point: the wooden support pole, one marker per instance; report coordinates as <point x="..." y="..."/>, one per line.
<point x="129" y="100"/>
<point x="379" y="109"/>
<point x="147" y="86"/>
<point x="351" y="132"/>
※ ※ ※
**What you will do**: Rewrite every line of the records above, including the request line. Shift each point by adding 150 to both its x and y coordinates.

**Output**:
point: the wooden support pole, one marker per instance; report coordinates as <point x="..." y="..."/>, one per line.
<point x="279" y="250"/>
<point x="529" y="259"/>
<point x="297" y="236"/>
<point x="501" y="282"/>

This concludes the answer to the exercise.